● Work to be completed:
Write out exactly the lines running from the line that includes "Reviewer note: confirm one keypoint per instance of the document" to the end of the data, both ends included, and nothing besides.

============================================================

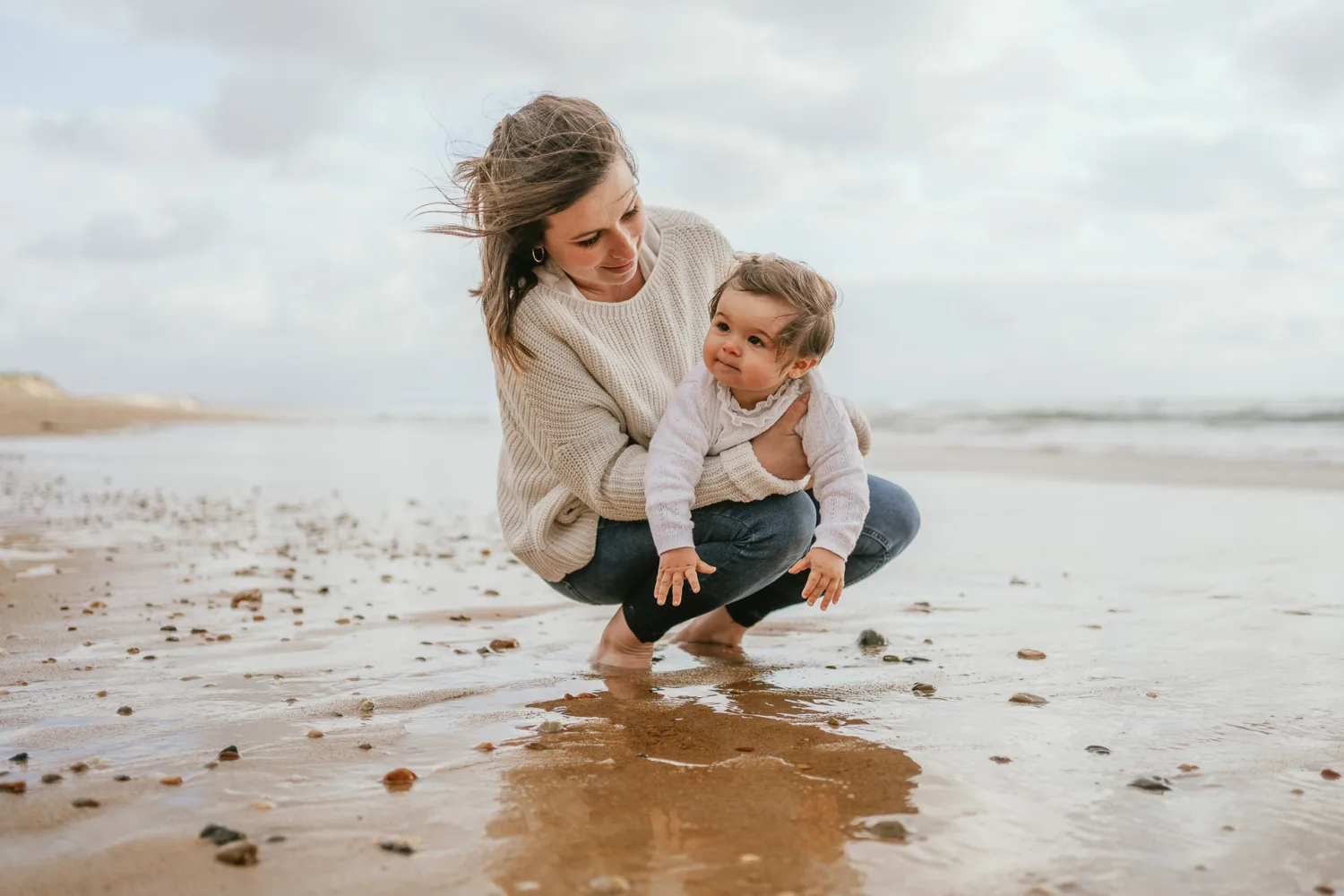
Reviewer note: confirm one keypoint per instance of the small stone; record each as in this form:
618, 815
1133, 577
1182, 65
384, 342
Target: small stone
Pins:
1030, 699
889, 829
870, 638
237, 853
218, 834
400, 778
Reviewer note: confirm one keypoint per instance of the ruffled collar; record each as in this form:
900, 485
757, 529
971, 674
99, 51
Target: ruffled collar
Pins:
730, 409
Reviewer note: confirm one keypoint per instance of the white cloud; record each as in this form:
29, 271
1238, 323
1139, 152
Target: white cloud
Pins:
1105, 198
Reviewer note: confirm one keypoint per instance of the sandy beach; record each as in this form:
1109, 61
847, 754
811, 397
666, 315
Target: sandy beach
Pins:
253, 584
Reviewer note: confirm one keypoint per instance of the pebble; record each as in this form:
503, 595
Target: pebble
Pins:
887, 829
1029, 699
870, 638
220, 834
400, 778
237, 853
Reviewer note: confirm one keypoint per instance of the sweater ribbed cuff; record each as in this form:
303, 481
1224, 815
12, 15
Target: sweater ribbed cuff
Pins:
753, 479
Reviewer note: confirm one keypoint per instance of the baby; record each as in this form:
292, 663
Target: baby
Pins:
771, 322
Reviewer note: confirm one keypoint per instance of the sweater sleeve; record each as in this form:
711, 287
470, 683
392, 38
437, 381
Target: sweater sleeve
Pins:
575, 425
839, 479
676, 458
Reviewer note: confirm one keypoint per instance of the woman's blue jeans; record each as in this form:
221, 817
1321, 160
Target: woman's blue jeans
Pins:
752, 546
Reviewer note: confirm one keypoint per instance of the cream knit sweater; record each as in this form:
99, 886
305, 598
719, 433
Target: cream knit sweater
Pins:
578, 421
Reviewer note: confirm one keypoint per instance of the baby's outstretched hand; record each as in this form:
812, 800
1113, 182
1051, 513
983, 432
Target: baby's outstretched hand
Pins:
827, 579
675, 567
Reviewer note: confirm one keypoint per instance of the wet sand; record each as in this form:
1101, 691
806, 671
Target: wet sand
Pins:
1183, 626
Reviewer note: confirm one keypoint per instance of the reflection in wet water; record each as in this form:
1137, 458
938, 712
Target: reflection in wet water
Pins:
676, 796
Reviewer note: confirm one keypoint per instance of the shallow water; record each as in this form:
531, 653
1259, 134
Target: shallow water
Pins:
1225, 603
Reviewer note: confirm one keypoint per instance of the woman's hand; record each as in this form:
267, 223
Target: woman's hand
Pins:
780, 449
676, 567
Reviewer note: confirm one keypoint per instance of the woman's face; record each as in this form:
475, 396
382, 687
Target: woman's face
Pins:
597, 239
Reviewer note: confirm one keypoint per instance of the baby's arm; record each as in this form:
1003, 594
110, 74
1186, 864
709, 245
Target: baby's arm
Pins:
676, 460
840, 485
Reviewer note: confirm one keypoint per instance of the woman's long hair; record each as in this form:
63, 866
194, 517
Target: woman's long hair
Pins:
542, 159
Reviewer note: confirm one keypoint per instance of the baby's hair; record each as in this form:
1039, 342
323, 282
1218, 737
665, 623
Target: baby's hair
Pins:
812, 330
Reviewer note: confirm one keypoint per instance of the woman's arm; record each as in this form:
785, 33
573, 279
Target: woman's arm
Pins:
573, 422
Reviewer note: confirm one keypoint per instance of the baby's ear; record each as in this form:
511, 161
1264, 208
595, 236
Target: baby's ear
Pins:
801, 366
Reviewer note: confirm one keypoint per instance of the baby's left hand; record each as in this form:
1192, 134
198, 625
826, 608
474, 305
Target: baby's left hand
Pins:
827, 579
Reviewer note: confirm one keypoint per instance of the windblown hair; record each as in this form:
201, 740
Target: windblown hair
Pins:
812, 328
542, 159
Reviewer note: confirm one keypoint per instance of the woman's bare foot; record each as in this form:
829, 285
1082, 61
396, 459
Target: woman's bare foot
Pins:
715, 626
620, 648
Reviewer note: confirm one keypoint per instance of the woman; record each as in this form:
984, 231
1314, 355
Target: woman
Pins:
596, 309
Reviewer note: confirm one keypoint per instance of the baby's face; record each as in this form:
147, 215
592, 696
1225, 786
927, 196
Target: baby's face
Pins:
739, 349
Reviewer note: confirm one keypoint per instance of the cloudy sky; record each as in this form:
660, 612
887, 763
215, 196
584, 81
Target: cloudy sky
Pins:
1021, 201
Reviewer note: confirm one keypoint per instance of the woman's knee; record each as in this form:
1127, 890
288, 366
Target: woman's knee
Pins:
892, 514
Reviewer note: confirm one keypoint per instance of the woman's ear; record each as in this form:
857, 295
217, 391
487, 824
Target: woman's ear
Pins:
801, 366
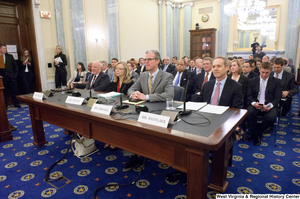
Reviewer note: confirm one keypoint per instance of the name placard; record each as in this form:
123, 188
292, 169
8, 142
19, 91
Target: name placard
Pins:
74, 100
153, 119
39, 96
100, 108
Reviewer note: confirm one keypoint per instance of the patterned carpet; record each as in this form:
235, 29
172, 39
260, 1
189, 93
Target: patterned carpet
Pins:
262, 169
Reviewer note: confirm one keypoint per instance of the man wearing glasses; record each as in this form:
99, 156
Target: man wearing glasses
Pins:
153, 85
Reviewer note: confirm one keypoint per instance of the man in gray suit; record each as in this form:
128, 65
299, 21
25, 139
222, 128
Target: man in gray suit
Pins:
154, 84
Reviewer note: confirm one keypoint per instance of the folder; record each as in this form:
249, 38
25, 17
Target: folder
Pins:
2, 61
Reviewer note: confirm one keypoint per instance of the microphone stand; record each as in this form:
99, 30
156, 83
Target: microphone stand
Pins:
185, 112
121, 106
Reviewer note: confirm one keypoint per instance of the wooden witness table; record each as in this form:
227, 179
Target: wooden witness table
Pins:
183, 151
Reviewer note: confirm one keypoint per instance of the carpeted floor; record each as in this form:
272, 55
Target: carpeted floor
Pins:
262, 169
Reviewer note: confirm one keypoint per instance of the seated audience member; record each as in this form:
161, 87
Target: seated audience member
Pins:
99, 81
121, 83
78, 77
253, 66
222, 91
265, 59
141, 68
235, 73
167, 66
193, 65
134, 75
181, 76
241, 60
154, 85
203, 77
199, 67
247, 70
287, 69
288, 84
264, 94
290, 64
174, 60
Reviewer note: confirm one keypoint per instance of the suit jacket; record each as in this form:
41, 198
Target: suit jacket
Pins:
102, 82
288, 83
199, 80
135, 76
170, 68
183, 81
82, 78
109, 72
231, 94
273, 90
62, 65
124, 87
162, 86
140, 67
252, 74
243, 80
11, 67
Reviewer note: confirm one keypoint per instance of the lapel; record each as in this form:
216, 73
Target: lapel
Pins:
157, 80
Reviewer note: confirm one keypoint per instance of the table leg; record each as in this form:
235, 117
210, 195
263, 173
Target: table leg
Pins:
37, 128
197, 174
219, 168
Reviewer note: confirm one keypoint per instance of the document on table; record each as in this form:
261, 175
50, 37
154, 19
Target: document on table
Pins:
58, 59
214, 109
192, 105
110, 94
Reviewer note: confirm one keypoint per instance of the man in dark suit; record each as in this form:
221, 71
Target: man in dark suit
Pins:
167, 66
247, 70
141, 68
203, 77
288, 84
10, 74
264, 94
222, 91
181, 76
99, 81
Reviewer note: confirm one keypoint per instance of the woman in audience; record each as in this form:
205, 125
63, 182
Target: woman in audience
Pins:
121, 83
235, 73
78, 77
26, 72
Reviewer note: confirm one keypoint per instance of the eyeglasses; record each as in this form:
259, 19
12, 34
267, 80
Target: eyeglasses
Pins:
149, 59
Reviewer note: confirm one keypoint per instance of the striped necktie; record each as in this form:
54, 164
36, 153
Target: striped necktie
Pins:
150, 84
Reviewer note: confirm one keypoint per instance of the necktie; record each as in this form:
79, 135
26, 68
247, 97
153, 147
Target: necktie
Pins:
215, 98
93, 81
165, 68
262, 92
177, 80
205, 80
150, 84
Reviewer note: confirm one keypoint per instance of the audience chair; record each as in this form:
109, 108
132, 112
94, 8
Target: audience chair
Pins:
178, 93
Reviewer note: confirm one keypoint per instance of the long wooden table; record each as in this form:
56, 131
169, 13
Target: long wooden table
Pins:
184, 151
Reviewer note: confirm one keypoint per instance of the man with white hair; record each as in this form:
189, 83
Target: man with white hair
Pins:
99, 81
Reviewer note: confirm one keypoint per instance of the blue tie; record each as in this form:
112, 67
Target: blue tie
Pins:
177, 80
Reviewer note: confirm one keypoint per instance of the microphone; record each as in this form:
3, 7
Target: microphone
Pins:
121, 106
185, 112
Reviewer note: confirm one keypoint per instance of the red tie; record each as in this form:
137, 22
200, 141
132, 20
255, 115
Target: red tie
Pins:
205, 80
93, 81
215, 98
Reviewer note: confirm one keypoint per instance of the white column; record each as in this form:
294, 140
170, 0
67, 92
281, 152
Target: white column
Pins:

============================================================

● Exercise output:
Reviewer note: confirm one keypoint per instance of the document on table; record each as in this form:
261, 175
50, 37
154, 19
Target: document on table
Pins:
58, 59
214, 109
192, 105
110, 94
Reviewer note: confirm one keypoint per instance of the man in dark suit; record each as in this form:
221, 71
Target: man in dark suit
Pins:
167, 66
247, 70
141, 68
203, 77
288, 84
10, 74
264, 94
222, 91
181, 76
99, 81
Reviewer note: confirm one keypoint per instance of the woman in audience; record each as in this form:
205, 125
63, 182
Target: woman in audience
Pins:
121, 83
235, 73
78, 77
26, 72
Reviewer note: confirm one keypoint per instance of the eyeglasses; record each as in this form:
259, 19
12, 34
267, 80
Target: eyeglasses
Pins:
149, 59
Reviewer note: confirm one keypoint per instance of the striped necktie; record each as in this form:
54, 164
36, 153
Target: striped necktie
Pins:
150, 84
Reviewer note: confirm one keypoint per instance of the necktie; record each as in this form:
79, 135
26, 68
247, 97
153, 147
Target: necktie
Pins:
215, 98
93, 81
165, 68
262, 92
177, 80
205, 80
150, 84
Reviewer note: confirm one keypoint per instance of the audience chair; record each as in this form:
109, 108
132, 112
94, 8
Target: audience chair
Pins:
178, 93
Reviewer note: confirm one keypoint per instance of the long wooden table; record each as in this form:
56, 131
169, 13
Target: long wooden table
Pins:
184, 151
Reviewer note: confirm one keypoint per instance of the man with white hair; record each as in this form:
189, 83
Target: man with white hair
Pins:
99, 81
Reviewer note: confirm one keypoint per instance of the blue tie; record each as in this form:
112, 67
Target: blue tie
Pins:
177, 80
Reviewer note: confirm one keypoint per instance of the microphone; record each as in this form:
3, 7
Target: microphone
Pins:
121, 106
185, 112
Reviewer note: confirm one keypoint per instance of the red tie; record each as in this form:
137, 22
200, 141
132, 20
255, 115
Target: red tie
Pins:
205, 80
93, 81
215, 98
Reviewer note: confirm one keypoint per instance of the white column; record each as in this form:
294, 140
170, 0
67, 92
281, 152
Target: white column
Pins:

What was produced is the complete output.